DATA FOR PROCESSING:
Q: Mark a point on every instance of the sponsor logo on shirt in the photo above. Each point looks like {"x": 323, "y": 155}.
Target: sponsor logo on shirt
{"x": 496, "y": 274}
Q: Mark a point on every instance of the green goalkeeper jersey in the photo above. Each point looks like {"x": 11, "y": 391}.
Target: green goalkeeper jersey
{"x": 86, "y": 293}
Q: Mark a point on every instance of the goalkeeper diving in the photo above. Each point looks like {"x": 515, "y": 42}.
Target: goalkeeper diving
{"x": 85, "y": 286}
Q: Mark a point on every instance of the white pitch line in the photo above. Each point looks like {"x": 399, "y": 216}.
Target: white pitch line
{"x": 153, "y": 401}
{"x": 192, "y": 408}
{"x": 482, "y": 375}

WHAT IS REQUIRED:
Please write out every line of the listing above, unchanged and in the same order.

SOLUTION TO THE PROBLEM:
Q: Mark a point on every instance of the sponsor logo on shirt in the photo above. Each point looks like {"x": 323, "y": 155}.
Target: sponsor logo on shirt
{"x": 496, "y": 274}
Q: Mark a point on every instance of the green goalkeeper jersey in the photo above. Each point looks like {"x": 11, "y": 391}.
Target: green goalkeeper jersey
{"x": 86, "y": 293}
Q: Mark a point on every instance of the goalkeeper diving in the photo above. Each point looks like {"x": 515, "y": 42}.
Target: goalkeeper diving
{"x": 85, "y": 286}
Q: Mark a point on every instance of the white pitch line in the photo above. Each point looks like {"x": 399, "y": 216}.
Target: white pitch line
{"x": 153, "y": 401}
{"x": 192, "y": 408}
{"x": 482, "y": 375}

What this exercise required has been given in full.